Kanal

Rusuh di Brasil Ikuti Pola Donald Trump, Berikutnya Negara Mana?

Gerombolan pendukung mantan Presiden Brasil Jair Bolsonaro menyerbu gedung Kongres, Istana Kepresidenan dan Mahkamah Agung di ibu kota Brasilia, Minggu (8/1/2023). Kekerasan dari buah kekecewaan setelah menjadi pecundang di pemilihan presiden. Polanya sama dengan rusuh Donald Trump.

Para pemberontak di Brasil itu tampaknya terlambat. Presiden Luiz Inacio Lula da Silva telah dilantik seminggu sebelumnya. Dia bahkan tidak berada di ibu kota pada hari itu, tetapi di Sao Paulo, hampir 1.000 km jauhnya. Kongres bahkan tidak ada sesi pertemuan pada hari itu.

Jika mereka berharap untuk menggulingkan demokrasi dan mencegah pemindahan kekuasaan secara damai, para pemberontak mungkin telah mengorganisir pemberontakan mereka pada hari ketika pesta demokrasi dilakukan. Halaman editorial di Folha de Sao Paulo, harian utama di pusat ekonomi Brasil, menyebut para pemberontak, secara sederhana sebagai, ‘sekelompok idiot’.

CNA dalam laporannya mengutip Bloomberg, mengungkapkan, terlepas dari kesia-siaan pemberontakan yang sembrono, ledakan kekerasan untuk membatalkan pemilihan yang sudah selesai merupakan ancaman nyata yang berkelanjutan tidak hanya di Brasil.

....................

Soal Latihan 1
Kutip dari teks pilihan seluruh bagian mulai dari "Gerombolan pendukung mantan" hingga "pada hari itu." tanpa mengubah satu kata pun.
Soal Latihan 2
Menurut teks pilihan, di mana Presiden Luiz Inacio Lula da Silva berada pada hari penyerbuan?

(Entri koleksi)
....................

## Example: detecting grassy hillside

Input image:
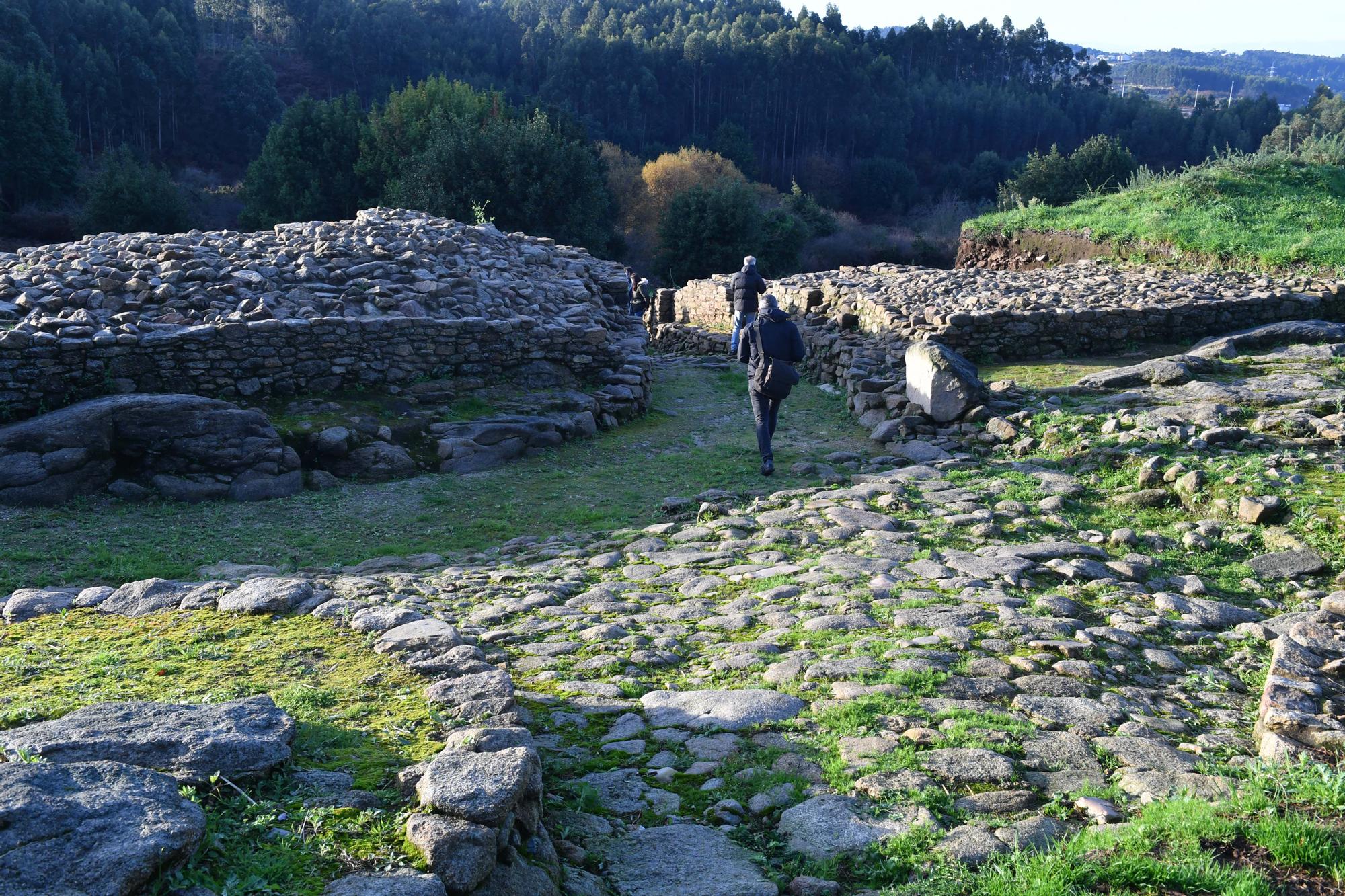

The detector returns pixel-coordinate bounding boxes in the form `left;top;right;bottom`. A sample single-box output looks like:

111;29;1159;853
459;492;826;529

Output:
966;153;1345;272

....................

Jawaban Benar 1
Gerombolan pendukung mantan Presiden Brasil Jair Bolsonaro menyerbu gedung Kongres, Istana Kepresidenan dan Mahkamah Agung di ibu kota Brasilia, Minggu (8/1/2023). Kekerasan dari buah kekecewaan setelah menjadi pecundang di pemilihan presiden. Polanya sama dengan rusuh Donald Trump.

Para pemberontak di Brasil itu tampaknya terlambat. Presiden Luiz Inacio Lula da Silva telah dilantik seminggu sebelumnya. Dia bahkan tidak berada di ibu kota pada hari itu, tetapi di Sao Paulo, hampir 1.000 km jauhnya. Kongres bahkan tidak ada sesi pertemuan pada hari itu.

Jawaban Benar 2
Di Sao Paulo, hampir 1.000 km dari ibu kota.